Written problem: Reproduce every line of the listing below word for word, leaving out the pictures.

Dataset entries:
***

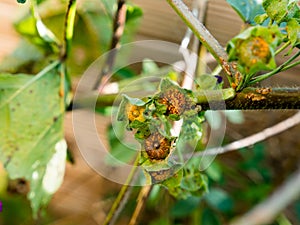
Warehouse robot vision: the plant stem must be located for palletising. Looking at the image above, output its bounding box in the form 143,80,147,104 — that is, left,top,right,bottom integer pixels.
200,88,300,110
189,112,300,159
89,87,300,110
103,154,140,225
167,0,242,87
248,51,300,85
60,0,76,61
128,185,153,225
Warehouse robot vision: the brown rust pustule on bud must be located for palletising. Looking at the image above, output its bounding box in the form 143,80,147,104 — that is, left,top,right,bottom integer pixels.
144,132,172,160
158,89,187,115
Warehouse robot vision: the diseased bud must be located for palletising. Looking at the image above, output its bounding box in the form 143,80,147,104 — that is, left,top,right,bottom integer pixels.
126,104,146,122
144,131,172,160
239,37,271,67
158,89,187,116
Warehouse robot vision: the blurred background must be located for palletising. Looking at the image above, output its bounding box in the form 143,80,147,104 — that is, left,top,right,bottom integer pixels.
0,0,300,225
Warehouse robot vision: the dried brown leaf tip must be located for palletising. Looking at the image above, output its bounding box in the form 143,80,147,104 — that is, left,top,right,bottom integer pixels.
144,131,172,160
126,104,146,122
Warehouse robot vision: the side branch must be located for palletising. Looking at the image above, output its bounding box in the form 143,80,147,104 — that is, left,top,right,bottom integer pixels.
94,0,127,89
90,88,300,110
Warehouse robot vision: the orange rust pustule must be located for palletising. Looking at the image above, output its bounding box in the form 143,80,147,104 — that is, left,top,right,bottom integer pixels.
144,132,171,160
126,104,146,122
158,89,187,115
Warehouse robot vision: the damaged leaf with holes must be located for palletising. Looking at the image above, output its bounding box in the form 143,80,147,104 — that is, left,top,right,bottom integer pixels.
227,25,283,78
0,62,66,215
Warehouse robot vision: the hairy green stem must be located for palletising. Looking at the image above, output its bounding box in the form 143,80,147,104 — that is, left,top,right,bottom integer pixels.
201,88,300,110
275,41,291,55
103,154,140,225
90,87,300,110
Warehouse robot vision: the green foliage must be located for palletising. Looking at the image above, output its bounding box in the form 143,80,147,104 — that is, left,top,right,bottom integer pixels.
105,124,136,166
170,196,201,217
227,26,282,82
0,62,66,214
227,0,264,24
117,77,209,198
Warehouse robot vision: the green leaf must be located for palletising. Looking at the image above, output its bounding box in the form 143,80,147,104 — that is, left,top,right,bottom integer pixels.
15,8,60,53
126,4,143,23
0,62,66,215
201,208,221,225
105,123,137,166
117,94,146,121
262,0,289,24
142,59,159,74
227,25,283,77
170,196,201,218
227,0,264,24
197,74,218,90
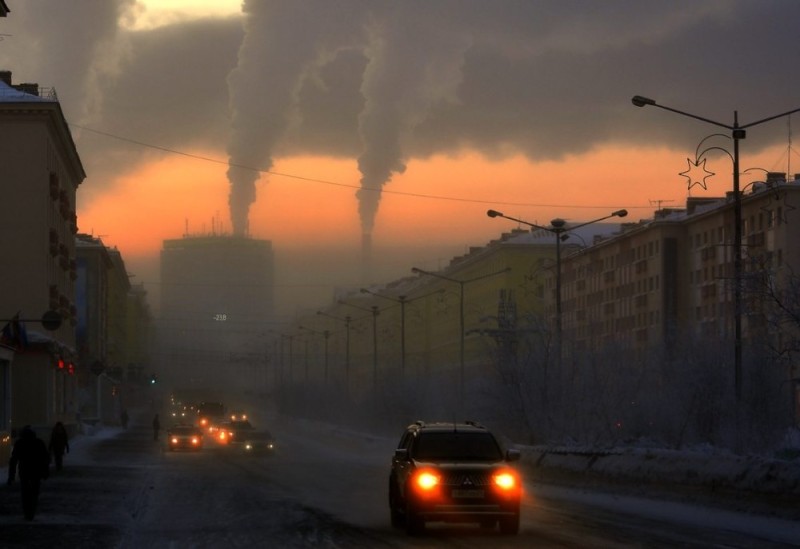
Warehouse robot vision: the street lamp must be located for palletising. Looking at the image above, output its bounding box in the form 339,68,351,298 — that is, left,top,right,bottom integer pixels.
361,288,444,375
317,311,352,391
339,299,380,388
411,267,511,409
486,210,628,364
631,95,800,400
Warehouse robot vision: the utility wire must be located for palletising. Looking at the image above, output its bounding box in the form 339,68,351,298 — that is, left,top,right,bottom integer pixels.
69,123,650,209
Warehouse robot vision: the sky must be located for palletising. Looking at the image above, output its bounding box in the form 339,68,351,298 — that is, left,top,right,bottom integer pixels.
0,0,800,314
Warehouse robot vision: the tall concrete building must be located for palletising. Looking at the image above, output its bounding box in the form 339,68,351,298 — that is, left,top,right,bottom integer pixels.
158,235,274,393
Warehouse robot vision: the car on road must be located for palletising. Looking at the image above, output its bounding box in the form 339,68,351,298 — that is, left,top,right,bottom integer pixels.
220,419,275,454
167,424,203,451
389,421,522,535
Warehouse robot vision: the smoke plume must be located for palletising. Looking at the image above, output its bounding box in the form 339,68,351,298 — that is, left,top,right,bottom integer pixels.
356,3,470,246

***

Answer:
Warehouse robot vision: the plant stem must be located for palletising. Looking at the image above, output its bounding box in the form 143,80,147,104 — that is, left,top,right,bottom integer pixels.
200,88,300,110
189,112,300,159
89,87,300,110
103,154,140,225
167,0,242,87
248,51,300,85
60,0,76,61
128,185,153,225
Warehouse robot vision: the brown rust pustule on bud must be located for palletising. Looking at the image above, output its bounding box in the form 143,80,147,104 — that is, left,top,right,bottom integer pixels.
144,132,172,160
158,89,187,115
Warehouse robot vision: the diseased bud must be located for palletising. Looking at the image above, output its bounding box in the form 143,80,147,104 — that is, left,top,right,bottom integer pixels.
126,104,146,122
144,131,172,160
239,37,271,67
158,89,187,116
Warehouse robot vision: the blurred background must be located for palletising. Looking at the image above, output its bounding box in the form 143,80,147,104 — that is, left,top,right,bottom integer pixels.
0,0,300,225
Warehouse robot vision: the dried brown leaf tip must be located for palletising. Looking at the image above, output its bounding box in the form 143,80,147,104 — that is, left,top,right,bottom integer pixels.
144,131,172,160
126,104,146,122
Warehouse robot vision: the side branch must be located for palletising. Looking at the image above, output its bounding box in the form 143,80,147,104 — that is, left,top,right,bottom integer pixels.
94,0,127,89
90,88,300,110
Warehouse robot vision: the orange rust pustule must be located for palletising. Looking at the image above, output its bounding box in the form 143,80,147,104 — that is, left,top,right,bottom integer pixels.
144,132,171,160
126,104,146,122
158,89,187,115
Warehouse robot vision: the damaged leaf with holes must be located for palletising. Looking at the image above, output its bounding box in the form 143,80,147,104 — that is, left,top,right,bottom integer pixels.
227,25,283,78
0,62,66,215
Warehouse robot vision: the hairy green stem must be located for palletising. Looking at the image above, output its bounding box in the form 143,80,147,104 — that is, left,top,right,bottom integer pixels.
201,88,300,110
275,41,291,55
103,154,140,225
90,87,300,110
Warehouse robot vision: the green foliage must be located for palletising. Looking at the image above, output its bounding box in the form 143,80,147,104 — that is, left,top,right,bottom integer pixels.
105,124,136,166
170,196,201,217
227,26,282,82
0,62,66,214
227,0,264,24
117,77,209,198
Warehouse robot vision: the green leaf must be located for palletising. Looking at the image above, output its bounding box in the form 143,80,147,104 — that is, left,top,right,bottom integer pixels.
15,8,60,53
126,4,143,23
0,62,66,215
201,208,221,225
105,123,137,166
117,94,146,121
262,0,289,24
142,59,159,74
227,25,283,77
170,196,201,218
227,0,264,24
197,74,218,90
Warehouse robot vision: the street lamp must be located for palletising. Looking at the image above, output its bounding box in the form 339,68,351,298 — that is, left,top,right,bottom integer pixels.
361,288,444,375
317,311,352,391
339,299,380,388
411,267,511,409
486,210,628,364
631,95,800,400
Warehouse robot vision: the utility wire must be located for palletising. Looking at the image above, output its bounding box in the form 339,68,351,298 — that is, left,top,right,bottom integer pixels.
69,123,650,209
Warehouse robot vision: the sky must be located for palletising. Looking at the image above, output its bounding box in the form 339,68,351,298 — that is, left,top,right,bottom integer pixels.
0,0,800,314
Warehouse robot vision: the tall concrete building must be located for palletising. Looking at the image above, output its bounding box in the form 339,68,351,298 — that is, left,top,right,bottom integer pixels.
158,235,274,393
Warehouse robot vision: the car on road must be located for palletising. Looking at the image above, output its bounding box in the form 339,68,351,298 — that is, left,top,right,bottom integer pixels.
220,419,275,454
167,424,203,451
389,421,522,535
Warehouse robot vision: the smoke plume must be located for palletising. Looking at the image above, output its bounding box in the form 339,68,351,298 — that is, left,top,right,bottom integer pixels.
356,3,470,246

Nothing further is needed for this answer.